**PROBLEM DETAILS**
The lines below that include the word "bare" are to be reported.

[Stored records]
'''
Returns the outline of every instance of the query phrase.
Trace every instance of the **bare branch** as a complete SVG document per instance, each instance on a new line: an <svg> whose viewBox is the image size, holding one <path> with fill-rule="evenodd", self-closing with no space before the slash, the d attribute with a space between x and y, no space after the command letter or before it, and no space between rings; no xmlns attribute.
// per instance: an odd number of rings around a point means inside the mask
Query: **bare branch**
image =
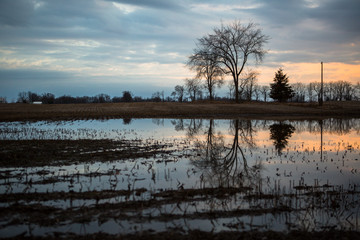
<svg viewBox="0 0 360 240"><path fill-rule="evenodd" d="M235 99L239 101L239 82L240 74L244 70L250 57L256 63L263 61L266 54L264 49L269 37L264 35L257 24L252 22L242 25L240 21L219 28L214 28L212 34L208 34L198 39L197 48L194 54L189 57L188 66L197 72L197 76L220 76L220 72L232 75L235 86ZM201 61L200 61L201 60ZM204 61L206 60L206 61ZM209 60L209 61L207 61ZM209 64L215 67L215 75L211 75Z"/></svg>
'''
'''
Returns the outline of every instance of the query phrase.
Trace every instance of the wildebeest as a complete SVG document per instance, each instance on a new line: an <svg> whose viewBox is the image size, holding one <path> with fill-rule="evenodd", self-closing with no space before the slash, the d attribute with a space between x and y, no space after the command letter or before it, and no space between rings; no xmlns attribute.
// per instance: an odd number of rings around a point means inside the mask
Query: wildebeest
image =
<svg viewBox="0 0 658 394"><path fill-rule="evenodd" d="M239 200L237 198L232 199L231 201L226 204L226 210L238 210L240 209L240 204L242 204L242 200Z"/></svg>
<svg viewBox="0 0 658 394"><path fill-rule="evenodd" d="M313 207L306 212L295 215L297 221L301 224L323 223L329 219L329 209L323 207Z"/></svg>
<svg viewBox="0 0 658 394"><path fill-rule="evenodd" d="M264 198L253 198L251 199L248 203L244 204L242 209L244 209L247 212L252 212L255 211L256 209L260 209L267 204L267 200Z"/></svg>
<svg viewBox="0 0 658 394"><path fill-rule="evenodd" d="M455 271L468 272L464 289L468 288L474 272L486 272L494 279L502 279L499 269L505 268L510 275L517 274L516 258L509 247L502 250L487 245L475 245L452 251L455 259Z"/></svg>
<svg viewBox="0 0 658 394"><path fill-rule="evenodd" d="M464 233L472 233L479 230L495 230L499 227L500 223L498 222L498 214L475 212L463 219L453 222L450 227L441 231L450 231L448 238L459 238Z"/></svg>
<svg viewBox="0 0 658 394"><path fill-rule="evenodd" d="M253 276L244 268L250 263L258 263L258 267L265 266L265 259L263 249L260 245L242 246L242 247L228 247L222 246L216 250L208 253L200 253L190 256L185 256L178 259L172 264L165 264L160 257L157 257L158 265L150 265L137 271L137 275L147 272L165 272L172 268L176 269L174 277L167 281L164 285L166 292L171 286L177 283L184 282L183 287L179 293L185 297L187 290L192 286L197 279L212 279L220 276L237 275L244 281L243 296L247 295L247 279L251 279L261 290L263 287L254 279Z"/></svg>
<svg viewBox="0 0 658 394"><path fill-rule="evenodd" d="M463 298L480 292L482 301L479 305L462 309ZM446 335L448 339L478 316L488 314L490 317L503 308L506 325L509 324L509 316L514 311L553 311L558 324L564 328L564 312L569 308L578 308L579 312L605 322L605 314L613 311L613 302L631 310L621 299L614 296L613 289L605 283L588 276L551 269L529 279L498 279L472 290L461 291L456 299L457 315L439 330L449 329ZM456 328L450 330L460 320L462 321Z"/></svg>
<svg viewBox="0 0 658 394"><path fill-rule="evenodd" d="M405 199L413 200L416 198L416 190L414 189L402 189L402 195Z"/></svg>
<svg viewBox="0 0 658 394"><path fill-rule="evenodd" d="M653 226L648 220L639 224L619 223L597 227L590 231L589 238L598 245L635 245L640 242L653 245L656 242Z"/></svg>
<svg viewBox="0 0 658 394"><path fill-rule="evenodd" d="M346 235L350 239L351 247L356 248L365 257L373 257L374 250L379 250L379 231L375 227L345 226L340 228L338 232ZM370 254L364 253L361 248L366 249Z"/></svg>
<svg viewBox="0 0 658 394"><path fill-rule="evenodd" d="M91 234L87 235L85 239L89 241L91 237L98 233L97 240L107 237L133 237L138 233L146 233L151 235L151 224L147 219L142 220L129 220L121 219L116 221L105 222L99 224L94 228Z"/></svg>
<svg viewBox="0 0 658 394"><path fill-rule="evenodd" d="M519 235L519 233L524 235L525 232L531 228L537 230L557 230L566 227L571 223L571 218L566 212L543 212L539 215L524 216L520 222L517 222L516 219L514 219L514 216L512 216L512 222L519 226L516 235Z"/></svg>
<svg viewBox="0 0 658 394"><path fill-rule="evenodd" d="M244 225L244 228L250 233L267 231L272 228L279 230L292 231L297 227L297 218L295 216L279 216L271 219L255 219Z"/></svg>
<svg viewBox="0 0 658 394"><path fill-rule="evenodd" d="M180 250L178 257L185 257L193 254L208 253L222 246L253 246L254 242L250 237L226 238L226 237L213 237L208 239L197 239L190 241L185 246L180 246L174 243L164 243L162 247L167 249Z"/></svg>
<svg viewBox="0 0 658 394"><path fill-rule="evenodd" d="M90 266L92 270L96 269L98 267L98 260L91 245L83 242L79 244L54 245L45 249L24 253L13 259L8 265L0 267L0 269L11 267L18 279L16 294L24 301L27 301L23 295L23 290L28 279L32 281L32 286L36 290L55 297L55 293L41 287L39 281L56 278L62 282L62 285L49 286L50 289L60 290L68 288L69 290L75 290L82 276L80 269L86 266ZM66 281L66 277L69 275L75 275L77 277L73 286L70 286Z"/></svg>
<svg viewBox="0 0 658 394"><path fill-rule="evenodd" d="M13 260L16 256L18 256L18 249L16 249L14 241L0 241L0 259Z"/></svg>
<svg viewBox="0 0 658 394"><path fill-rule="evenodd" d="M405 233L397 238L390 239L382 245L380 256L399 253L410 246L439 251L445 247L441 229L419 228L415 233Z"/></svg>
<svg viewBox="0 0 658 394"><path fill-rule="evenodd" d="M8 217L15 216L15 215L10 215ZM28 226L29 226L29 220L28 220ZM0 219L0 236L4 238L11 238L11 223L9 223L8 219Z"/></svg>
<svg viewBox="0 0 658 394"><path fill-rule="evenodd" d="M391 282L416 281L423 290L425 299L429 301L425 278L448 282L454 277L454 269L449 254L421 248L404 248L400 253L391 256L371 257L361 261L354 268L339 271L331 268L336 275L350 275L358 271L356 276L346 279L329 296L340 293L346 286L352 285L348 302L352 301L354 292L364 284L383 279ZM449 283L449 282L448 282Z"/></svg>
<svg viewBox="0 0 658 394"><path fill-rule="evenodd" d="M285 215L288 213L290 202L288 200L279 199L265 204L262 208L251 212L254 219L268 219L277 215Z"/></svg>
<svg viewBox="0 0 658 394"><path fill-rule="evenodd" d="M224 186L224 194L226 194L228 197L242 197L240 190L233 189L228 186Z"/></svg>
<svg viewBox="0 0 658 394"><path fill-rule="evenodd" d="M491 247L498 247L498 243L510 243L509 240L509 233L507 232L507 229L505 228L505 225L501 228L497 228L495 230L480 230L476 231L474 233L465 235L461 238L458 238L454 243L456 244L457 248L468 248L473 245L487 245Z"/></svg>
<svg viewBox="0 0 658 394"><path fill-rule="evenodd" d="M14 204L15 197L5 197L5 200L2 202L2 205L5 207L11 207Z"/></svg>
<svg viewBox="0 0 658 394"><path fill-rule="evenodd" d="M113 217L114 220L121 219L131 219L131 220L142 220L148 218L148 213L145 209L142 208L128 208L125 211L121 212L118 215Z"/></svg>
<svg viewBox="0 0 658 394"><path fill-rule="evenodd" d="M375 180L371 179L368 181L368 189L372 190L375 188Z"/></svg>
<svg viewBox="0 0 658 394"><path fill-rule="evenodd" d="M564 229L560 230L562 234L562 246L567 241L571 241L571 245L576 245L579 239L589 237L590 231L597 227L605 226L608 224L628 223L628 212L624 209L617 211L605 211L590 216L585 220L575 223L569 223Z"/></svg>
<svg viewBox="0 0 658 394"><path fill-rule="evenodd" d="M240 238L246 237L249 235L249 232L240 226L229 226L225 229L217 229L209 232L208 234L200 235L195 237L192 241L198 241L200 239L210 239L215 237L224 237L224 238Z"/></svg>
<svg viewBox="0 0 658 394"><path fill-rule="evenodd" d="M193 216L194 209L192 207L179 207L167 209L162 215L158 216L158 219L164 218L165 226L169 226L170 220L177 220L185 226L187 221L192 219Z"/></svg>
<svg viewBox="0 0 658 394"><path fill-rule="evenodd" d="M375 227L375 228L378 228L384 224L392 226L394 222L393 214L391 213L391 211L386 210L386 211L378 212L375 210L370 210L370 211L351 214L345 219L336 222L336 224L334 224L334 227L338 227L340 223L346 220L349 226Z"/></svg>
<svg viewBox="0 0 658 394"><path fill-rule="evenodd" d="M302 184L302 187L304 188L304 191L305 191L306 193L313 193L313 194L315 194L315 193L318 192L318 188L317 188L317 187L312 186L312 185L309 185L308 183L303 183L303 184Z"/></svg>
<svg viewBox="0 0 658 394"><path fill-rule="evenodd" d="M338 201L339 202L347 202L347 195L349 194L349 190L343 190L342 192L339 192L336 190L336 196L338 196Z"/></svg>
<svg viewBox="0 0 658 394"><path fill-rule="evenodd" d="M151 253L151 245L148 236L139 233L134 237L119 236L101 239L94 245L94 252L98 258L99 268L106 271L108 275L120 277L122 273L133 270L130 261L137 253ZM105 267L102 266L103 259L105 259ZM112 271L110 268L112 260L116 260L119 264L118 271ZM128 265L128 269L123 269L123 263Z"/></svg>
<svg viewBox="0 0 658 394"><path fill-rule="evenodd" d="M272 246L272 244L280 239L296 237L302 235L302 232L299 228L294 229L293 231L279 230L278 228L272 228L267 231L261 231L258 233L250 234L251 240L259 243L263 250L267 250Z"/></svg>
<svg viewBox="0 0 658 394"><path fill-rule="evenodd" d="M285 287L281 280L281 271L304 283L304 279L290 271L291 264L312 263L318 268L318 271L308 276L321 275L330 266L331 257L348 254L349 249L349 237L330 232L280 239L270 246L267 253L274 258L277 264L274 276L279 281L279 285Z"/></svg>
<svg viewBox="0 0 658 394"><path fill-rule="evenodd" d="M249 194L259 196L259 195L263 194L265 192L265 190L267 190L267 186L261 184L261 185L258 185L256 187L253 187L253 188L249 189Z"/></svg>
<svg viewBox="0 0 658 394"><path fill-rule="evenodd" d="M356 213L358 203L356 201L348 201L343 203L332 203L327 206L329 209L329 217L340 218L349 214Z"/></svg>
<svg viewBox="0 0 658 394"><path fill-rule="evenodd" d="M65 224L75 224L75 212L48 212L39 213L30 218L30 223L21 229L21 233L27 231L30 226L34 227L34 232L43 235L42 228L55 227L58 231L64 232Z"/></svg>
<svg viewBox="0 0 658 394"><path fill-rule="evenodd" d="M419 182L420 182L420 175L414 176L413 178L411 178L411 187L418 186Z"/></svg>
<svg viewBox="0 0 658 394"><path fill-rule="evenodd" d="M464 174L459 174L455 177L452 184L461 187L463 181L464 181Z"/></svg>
'''
**OUTPUT BELOW**
Trace every instance of the **bare branch** as a complete SVG document per instance, each instance on a new line: an <svg> whose viewBox is the image size, holding one <path> with fill-rule="evenodd", self-closing with no space before the slash, the d attribute with a space between x and y, no space after the command letter or before it, and no space between rings; no xmlns attribute.
Query: **bare branch**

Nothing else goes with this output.